Les produits agricoles au plus haut

Champ de vlé en Russie AP Juillet 2021
Champs de blé dans le sud de la Russie, juillet 2021.
© AP Photo/Vitaly Timkiv, File

► La Russie, devenue en 2018 le premier exportateur mondial de blé, est "cruciale" pour alimenter la planète mais les capacités d'exportation de l'Ukraine inquiètent également. Les deux pays sont un "grenier à céréales" pour le reste du monde.
En Europe, le cours du blé flambe depuis le début du conflit pour atteindre ce lundi 7 mars un prix inédit, à 450 euros la tonne. Au 1er mars, la tonne était autour de 350 Euros !
L'approvisionnement en céréales des pays comme l'Egypte, l'Algérie ou d'Afrique sub-saharienne, de plus en plus dépendants des blés russes et ukrainiens, "risque de poser problème si les bateaux transportant les blés originaires de la mer Noire sont arrêtés" avertit Philippe Chotteau, chef économiste de l'Institut de l'Élevage à Paris.

********

▶ **Questions sur le contenu**
1) D'après l'extrait sur le blé, à quel prix la tonne de blé est-elle montée en Europe le lundi 7 mars ?
2) Prolongez l'extrait sur le blé à partir de sa dernière phrase.
Les items ci-après proviennent d'une source distincte.

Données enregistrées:
********

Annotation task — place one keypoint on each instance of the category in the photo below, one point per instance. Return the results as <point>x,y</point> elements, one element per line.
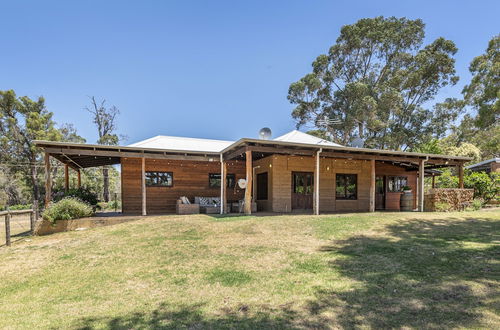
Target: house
<point>294,172</point>
<point>489,166</point>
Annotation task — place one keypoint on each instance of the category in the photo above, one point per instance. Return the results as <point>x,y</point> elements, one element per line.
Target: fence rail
<point>7,214</point>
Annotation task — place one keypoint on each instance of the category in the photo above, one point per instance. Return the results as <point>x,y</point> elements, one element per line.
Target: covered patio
<point>270,168</point>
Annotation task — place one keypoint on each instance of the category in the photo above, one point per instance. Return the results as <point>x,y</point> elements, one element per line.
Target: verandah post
<point>421,176</point>
<point>48,181</point>
<point>143,184</point>
<point>66,178</point>
<point>372,185</point>
<point>7,228</point>
<point>248,190</point>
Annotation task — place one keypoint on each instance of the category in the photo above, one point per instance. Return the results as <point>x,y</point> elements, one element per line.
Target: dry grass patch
<point>397,270</point>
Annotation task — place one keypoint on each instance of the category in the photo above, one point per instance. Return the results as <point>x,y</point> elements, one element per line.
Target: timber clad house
<point>294,172</point>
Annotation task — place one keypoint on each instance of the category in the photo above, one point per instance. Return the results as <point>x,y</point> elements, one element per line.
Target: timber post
<point>79,175</point>
<point>223,169</point>
<point>66,178</point>
<point>461,176</point>
<point>421,176</point>
<point>48,181</point>
<point>248,190</point>
<point>316,183</point>
<point>372,185</point>
<point>143,185</point>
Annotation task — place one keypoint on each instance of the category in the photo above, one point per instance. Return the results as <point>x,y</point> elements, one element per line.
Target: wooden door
<point>380,192</point>
<point>302,190</point>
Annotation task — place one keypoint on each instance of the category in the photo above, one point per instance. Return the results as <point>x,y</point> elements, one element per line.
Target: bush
<point>443,207</point>
<point>66,209</point>
<point>83,194</point>
<point>477,204</point>
<point>17,207</point>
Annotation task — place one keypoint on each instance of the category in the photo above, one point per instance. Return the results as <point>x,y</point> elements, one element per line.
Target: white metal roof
<point>183,143</point>
<point>484,162</point>
<point>207,145</point>
<point>300,137</point>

********

▶ **Réponses ci-dessous**
1) 450 euros la tonne.

2)
"Le Liban dépend à 50% pour son alimentation du blé russe et ukrainien. C'est dire si pour certains pays, cela va être plus dramatique que pour nous, les hausses de prix. Là-bas, ce seront des pénuries", craint aussi Christiane Lambert, présidente de la première organisation représentant les agriculteurs en Europe, la Copa-Cogeca.

► L'Ukraine, quatrième exportateur mondial de maïs, était en passe de devenir le 3e exportateur de blé derrière la Russie et les Etats-Unis.
D'autres pays exportateurs, comme la Bulgarie, prennent des mesures pour limiter les exportations. La Hongrie a même interdit les ventes à l'étranger de céréales, ce qui contribue à resserrer l'offre d'un marché déjà très tendu avant l'invasion.

► Selon le cabinet spécialisé Agritel, "c'est sur l'huile de tournesol que pèse le plus grand danger". Célèbre pour ses champs de tournesol à perte de vue, l'Ukraine est premier producteur mondial de l'oléagineux et premier exportateur mondial de son huile et "la situation est très tendue sur le marché mondial des huiles", analyse Sébastien Poncelet, expert chez Agritel.

Métaux : automobile et aéronautique en première ligne

Les métaux industriels "les plus exposés" aux sanctions de la Russie par la communauté internationale sont l'aluminium, le nickel et le palladium, estime le centre d'analyse Capital Economics.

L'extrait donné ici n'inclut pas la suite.